--- EXERCISE AIM ---
All entries below must be reproduced without a single change.

--- DATA EXCERPTS ---
---------------

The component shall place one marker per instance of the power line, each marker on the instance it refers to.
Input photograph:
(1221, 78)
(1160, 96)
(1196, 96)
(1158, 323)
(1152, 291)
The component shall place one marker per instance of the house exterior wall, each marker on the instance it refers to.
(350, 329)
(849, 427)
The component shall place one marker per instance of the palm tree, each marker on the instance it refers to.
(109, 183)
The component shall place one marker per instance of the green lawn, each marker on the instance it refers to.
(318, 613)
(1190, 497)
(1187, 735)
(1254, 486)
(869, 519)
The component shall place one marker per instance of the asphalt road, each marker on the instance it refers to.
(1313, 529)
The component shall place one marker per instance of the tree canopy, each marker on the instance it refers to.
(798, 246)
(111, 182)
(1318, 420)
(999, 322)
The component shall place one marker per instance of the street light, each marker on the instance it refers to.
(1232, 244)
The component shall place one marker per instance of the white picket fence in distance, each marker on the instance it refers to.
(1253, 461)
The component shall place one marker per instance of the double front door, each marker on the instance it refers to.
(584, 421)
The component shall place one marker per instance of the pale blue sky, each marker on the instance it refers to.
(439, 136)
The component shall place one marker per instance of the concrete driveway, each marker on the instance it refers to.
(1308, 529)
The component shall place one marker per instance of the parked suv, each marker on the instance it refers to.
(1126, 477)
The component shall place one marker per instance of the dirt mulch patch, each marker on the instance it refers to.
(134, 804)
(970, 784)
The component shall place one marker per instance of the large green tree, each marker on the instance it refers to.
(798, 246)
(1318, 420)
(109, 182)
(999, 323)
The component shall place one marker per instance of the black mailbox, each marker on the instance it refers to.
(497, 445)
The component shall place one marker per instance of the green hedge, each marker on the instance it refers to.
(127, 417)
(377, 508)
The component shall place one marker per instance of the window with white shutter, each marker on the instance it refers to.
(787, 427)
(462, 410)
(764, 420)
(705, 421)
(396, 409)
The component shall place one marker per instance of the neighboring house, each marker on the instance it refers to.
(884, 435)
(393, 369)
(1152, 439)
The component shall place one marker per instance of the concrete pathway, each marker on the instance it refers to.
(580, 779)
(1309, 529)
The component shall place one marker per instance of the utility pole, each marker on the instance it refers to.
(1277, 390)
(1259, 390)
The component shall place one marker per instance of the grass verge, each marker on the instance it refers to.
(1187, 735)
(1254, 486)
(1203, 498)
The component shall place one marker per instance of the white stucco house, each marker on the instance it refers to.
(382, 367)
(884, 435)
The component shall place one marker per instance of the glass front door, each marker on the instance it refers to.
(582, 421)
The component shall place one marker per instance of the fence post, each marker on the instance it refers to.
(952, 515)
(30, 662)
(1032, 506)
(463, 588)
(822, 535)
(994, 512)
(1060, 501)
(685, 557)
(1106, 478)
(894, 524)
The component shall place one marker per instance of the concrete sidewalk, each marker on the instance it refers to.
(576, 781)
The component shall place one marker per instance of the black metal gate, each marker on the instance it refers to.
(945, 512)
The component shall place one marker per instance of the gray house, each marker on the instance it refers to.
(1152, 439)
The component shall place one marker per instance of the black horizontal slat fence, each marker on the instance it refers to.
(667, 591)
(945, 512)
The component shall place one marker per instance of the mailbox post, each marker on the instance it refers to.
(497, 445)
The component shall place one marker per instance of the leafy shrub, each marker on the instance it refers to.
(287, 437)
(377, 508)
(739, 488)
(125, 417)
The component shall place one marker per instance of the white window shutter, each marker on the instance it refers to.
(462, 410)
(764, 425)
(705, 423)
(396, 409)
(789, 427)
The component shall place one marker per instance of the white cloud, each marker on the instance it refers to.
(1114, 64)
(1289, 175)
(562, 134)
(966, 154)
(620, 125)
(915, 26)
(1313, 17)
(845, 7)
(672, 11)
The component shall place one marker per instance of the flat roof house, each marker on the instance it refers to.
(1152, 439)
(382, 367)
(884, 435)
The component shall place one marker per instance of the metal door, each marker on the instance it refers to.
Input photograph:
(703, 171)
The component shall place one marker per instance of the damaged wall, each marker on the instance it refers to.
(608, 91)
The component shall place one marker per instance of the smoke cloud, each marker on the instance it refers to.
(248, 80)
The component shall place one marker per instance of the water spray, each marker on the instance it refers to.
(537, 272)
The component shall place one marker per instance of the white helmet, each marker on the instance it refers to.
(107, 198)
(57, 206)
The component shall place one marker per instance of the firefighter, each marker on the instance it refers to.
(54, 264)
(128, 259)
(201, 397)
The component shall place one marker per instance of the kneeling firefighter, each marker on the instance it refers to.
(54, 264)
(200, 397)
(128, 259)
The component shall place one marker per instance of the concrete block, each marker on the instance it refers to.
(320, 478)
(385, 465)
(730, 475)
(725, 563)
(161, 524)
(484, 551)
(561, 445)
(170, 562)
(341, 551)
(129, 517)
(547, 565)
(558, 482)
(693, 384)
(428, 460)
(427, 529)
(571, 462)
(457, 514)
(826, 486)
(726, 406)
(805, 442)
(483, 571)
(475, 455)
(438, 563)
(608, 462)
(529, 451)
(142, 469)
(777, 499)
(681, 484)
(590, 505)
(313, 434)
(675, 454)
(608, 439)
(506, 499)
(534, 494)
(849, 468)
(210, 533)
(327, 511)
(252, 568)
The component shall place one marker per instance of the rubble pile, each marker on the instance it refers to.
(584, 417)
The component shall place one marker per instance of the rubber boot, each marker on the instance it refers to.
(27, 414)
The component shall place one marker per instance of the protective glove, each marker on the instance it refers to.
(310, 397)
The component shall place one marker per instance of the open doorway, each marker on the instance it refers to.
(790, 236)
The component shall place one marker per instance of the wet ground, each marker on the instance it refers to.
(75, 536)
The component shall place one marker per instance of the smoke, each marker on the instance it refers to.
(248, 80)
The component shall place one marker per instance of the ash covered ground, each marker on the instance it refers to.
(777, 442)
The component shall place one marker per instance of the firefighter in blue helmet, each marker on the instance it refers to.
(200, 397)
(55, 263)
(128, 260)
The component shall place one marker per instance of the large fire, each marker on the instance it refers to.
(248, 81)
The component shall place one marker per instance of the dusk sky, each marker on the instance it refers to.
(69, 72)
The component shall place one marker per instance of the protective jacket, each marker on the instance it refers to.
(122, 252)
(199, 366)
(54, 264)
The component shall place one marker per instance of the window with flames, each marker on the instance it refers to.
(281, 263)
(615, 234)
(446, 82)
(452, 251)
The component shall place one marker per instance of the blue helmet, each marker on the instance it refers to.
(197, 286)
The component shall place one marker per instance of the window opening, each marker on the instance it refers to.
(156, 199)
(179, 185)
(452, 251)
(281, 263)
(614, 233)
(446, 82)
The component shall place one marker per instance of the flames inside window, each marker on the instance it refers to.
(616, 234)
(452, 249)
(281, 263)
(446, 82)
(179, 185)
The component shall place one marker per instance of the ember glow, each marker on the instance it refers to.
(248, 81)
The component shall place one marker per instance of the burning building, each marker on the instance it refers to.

---------------

--- RESULT BELOW ---
The component shall place one marker per instance of the power line, each marker on the instance it refers to.
Input photograph:
(1221, 78)
(1160, 96)
(1196, 96)
(1158, 323)
(1152, 291)
The component shall place one marker per instance of the house exterior wall, each marker on the instance it refers to.
(350, 329)
(849, 427)
The component shall place one marker per instance of the palm tree, each marker on the instance it refers to.
(109, 183)
The component shall place one marker per instance of the green lawn, each marker on the instance it refers to.
(318, 613)
(1190, 497)
(1187, 735)
(1254, 486)
(869, 519)
The component shall place one marker per instance of the asphalt road, each marker on the instance it refers to.
(1313, 529)
The component shall place one marker per instance of the tree canopy, each marker on the instance it refers to.
(798, 246)
(111, 182)
(1318, 420)
(999, 322)
The component shall place one marker per instance of the street light, each marker on the instance it refers to.
(1232, 244)
The component shall place one marker per instance of the white picket fence in distance, each marker on the instance it refers to.
(1253, 461)
The component shall place one marker per instance of the double front door, each marker on the instance it refers to.
(584, 421)
The component shall place one marker per instance of the pale blue sky, each marker on the instance it refers to.
(439, 136)
The component shall place one marker per instance of the concrete driveway, each marker on the instance it refers to.
(1308, 529)
The component shall place one marker per instance of the parked suv, each marker on the instance it refers to.
(1126, 477)
The component shall place one marker per instance of the dirt mulch patch, each marker on the instance it refers to.
(134, 804)
(970, 784)
The component shall place one marker per instance of the large green tree, each marker on the instance it refers to.
(798, 246)
(1318, 420)
(109, 182)
(999, 323)
The component shall place one marker per instance of the black mailbox, each marker on the instance it refers to.
(497, 445)
The component shall place one marker per instance of the green hedge, each marker on the instance it refers to.
(127, 417)
(377, 508)
The component shall place one marker per instance of the window with white shutter, each marker on the instance it refers to.
(787, 427)
(462, 410)
(764, 420)
(705, 421)
(396, 409)
The component shall place one marker per instance of the neighboring house, each marker on the instance it refers to.
(884, 435)
(393, 369)
(1152, 439)
The component shall place one marker per instance of the concrete pathway, each marker on the instance it refers to.
(580, 779)
(1309, 529)
The component shall place one marker per instance of the utility pole, each marker on the instance it refers to.
(1277, 390)
(1259, 390)
The component shall place one marker per instance of the grass verge, each marker on the instance it refers to.
(1187, 735)
(1254, 486)
(1203, 498)
The component shall place one marker per instance of the white stucco house, each marker on the instance it refers to.
(382, 367)
(884, 435)
The component shall place one marker per instance of the glass front door, each marker on the instance it refers to.
(582, 421)
The component shall place one marker per instance of the fence post, each marker on the instance it refers to.
(952, 515)
(30, 662)
(1032, 506)
(463, 588)
(822, 535)
(994, 512)
(1060, 501)
(685, 557)
(1106, 478)
(894, 524)
The component shall place one marker per instance of the concrete sidewalk, each marker on the instance it refers to.
(576, 781)
The component shall place one marker per instance of the black metal gate, each marker on the instance it refers to.
(945, 512)
The component shall place one marker per instance of the gray house, each marker on the instance it refers to.
(1152, 439)
The component shall place one marker per instance of the black horizontal slat fence, each marker on the instance it refers to.
(667, 591)
(945, 512)
The component shall place one marker per instance of the mailbox post, each marker on the instance it refers to.
(497, 445)
The component shall place one marker per instance of the leafy shrub, each marker on the instance it refers to.
(287, 437)
(377, 508)
(739, 488)
(125, 417)
The component shall place one marker per instance of the white window shutter, each marker on the instance it refers to.
(462, 410)
(764, 425)
(705, 423)
(396, 409)
(789, 427)
The component shall place one marker per instance of the white cloud, each marker on the instance it refers to.
(1114, 64)
(1289, 175)
(562, 134)
(966, 154)
(620, 125)
(915, 26)
(1313, 17)
(845, 7)
(672, 11)
The component shall place one marker per instance of the flat roof house, each marker on the instance it refers to.
(1152, 439)
(382, 367)
(884, 435)
The component shall place one marker per instance of the metal door, each marker on the instance it refers to.
Input photograph:
(703, 171)
The component shall place one marker per instance of the damaged wall, each marker on the instance it refers to.
(608, 91)
The component shall place one marker per instance of the smoke cloud, each marker on the instance it refers to.
(248, 80)
The component shall place one marker per instance of the water spray, each marker on the instance it refers to.
(537, 272)
The component shall place one marker per instance of the white helmet, each marker on the instance it refers to.
(107, 198)
(57, 206)
The component shall place one marker per instance of the firefighter, each marker on the instance it refers to.
(54, 264)
(128, 259)
(201, 397)
The component shall place one marker per instance of the kneeling firefighter, each marker on the instance it refers to.
(54, 264)
(200, 397)
(128, 259)
The component shall place one marker per instance of the concrete block, each marker on the instance it refers to.
(320, 478)
(385, 465)
(730, 475)
(725, 563)
(161, 524)
(484, 551)
(561, 445)
(170, 562)
(341, 551)
(129, 517)
(547, 565)
(558, 482)
(693, 384)
(428, 460)
(427, 529)
(571, 462)
(457, 514)
(826, 486)
(726, 406)
(805, 442)
(483, 571)
(475, 455)
(438, 563)
(608, 462)
(529, 451)
(142, 469)
(777, 499)
(681, 484)
(590, 505)
(313, 434)
(675, 454)
(608, 439)
(506, 499)
(534, 494)
(849, 468)
(210, 533)
(327, 511)
(252, 568)
The component shall place one marker per instance of the rubble pile, each marker on the instance it refers to.
(584, 417)
The component shall place one marker per instance of the rubber boot, each marker on the instance it refers to.
(27, 414)
The component shall place one marker per instance of the protective glove, each marker on the instance it refers to.
(310, 397)
The component shall place one marker per instance of the open doorway, each marker on the instance it refers to.
(790, 236)
The component shall place one marker per instance of the wet ground, each marker on the instance it refers to.
(75, 536)
The component shall place one marker per instance of the smoke, each marker on the instance it refers to.
(248, 80)
The component shall place one marker per instance of the ash covered ground, each marker on the instance it refers to.
(777, 442)
The component shall place one marker per instance of the firefighter in blue helmet, each marker on the instance it refers to.
(200, 397)
(55, 263)
(128, 260)
The component shall place one marker per instance of the large fire, each marker on the instance it refers to.
(248, 81)
The component shall place one marker per instance of the dusk sky, each marker on the instance it refers to.
(69, 72)
The component shall place one marker per instance of the protective jacket, each marker on the instance it refers to.
(122, 252)
(199, 366)
(54, 264)
The component shall place one marker per instance of the window with flames, each marker on the instance it refers to.
(281, 263)
(615, 234)
(446, 82)
(452, 251)
The component shall place one marker per instance of the blue helmet, each marker on the instance it refers to.
(197, 286)
The component shall place one marker per instance of the window opening, each marker on the instance it refers to.
(156, 199)
(179, 185)
(452, 251)
(281, 263)
(614, 233)
(446, 82)
The component shall place one marker per instance of the flames inside window, each marker on the instance it refers to.
(616, 234)
(452, 249)
(281, 263)
(446, 82)
(179, 185)
The component shall place one marker per instance of the ember glow, each marker on the instance it refers to.
(248, 81)
The component shall place one marker per instance of the burning building, each marker on the instance it refers to.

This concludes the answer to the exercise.